When reporting fourth-quarter results, Big 5 predicted first-quarter EPS in the range of 30 cents to 40 cents.
Adjusted EBITDA totaled $15 million for the first quarter of fiscal 2022, down from $30.3 million in the first quarter of fiscal 2021 but improving on the loss of $2.2 million in the 2019 first quarter.
Merchandise inventory at the end of the first quarter of fiscal 2022 increased 18.2 percent year-over-year reflecting more normalized inventory levels relative to sales with a higher carryover of winter-related inventory, following unfavorably warm and dry winter weather in the first quarter.
Barry Emerson, CFO, said, “Most of the carryover winter inventory was fresh coming into the season and we feel confident in our ability to reintroduce it again next winter season.”
Compared to the end of the first quarter of fiscal 2019, merchandise inventory was 2.6 percent lower. Excluding winter-related inventory, merchandise inventory was down over $20 million versus 2019 in part, because Big 5’s overall reduction in advertising allows the chain to operate with reduced inventory compared to levels carried historically.
Emerson added, “While supply chain disruptions still persist, we generally feel good about our ability to source product, and we believe our assortment is well-positioned for the spring and summer seasons.”
For the second quarter, same-store sales are expected to decrease in the high-teens compared to the record sales of the fiscal 2021 second quarter when net sales grew 34 percent, higher than any pre-pandemic second quarter in the company’s history.
Fiscal 2022 second-quarter is expected in the range of 40 cents to 50 cents, which compares to record second-quarter earnings per diluted share of $1.63 in fiscal 2021.
In the 2020 second quarter, net earnings of 52 cents per share included a net benefit of approximately 13 cents per share related to rent abatement savings and recovery in eminent domain litigation, partially offset by the expense associated with its employee recognition bonus awards.
Miller said that so far in the second quarter, most categories are performing well against pre-pandemic periods.
“We are particularly encouraged by the early rates in our summer seasonal products,” he said. “And we believe our inventory is well-positioned to capitalize on summer seasonal demands. That said, historically April is a low-volume month. And, as always, the key to the quarter will revolve around the high volume periods of Memorial Day, Father’s Day and the lead-up to the July 4 holiday, which, this year, falls on the first day of our third quarter.”
Miller also noted that the year-over-year comparisons remain challenging during the second quarter as Big 5 faces last year’s record sales that benefited from a continuation of the pent-up demand following the easing of pandemic-related restrictions. For the quarter-to-date, same-store sales compared to last year are running down in the mid-20 percent range. However, compared to 2019, quarter-to-date sales are running up approximately 10 percent.
Miller concluded, ‘Taking a step back for a moment, over the last couple of years, our business has achieved unprecedented growth in the face of unprecedented challenges. As some of these challenges are now beginning to recede, our earnings results continue to significantly outpace historical levels. We certainly set the bar high last year. But keep in mind that we don’t need to beat last year’s results to produce another very profitable and successful quarter and year. We feel very optimistic about our ability to continue to capitalize on many of the recent drivers of our success including favorable product trends, expanded merchandise margins and meaningfully reduced print advertising spend, coupled with more flexible purchasing and pricing. And perhaps, more importantly, we have a highly experienced team that knows how to execute our model to drive results.”

» **Data extracts**:
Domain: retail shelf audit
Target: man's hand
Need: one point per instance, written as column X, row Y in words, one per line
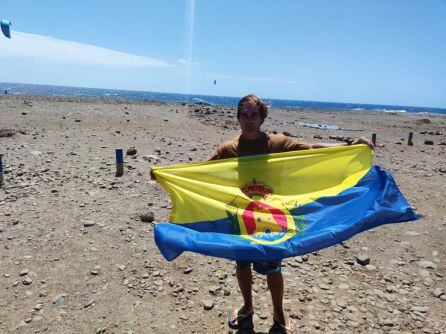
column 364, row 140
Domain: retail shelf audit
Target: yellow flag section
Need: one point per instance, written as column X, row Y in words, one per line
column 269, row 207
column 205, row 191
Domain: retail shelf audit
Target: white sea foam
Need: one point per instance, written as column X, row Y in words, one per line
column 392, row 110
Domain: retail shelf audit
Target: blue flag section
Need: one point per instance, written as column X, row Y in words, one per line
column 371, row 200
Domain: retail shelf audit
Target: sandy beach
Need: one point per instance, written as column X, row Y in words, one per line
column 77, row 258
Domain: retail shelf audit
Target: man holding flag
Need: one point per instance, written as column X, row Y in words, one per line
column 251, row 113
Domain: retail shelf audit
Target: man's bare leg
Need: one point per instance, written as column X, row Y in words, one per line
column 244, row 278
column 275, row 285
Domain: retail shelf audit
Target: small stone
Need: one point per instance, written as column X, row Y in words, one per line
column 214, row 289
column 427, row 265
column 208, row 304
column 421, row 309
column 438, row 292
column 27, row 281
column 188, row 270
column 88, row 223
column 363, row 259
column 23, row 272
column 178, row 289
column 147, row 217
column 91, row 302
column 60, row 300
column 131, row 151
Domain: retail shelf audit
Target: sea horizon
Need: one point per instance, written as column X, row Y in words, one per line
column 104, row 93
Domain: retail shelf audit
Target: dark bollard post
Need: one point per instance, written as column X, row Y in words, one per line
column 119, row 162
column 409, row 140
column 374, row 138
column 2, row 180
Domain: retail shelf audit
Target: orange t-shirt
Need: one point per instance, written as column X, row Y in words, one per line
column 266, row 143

» **List of tasks**:
(a) In the passage on Big 5's results, by what percentage did merchandise inventory rise year-over-year at the end of the first quarter of fiscal 2022?
(b) Copy the part of the passage on Big 5's results between "In the 2020" and "recognition bonus awards.", inclusive.

» **Answers to the problems**:
(a) 18.2 percent.

(b)
In the 2020 second quarter, net earnings of 52 cents per share included a net benefit of approximately 13 cents per share related to rent abatement savings and recovery in eminent domain litigation, partially offset by the expense associated with its employee recognition bonus awards.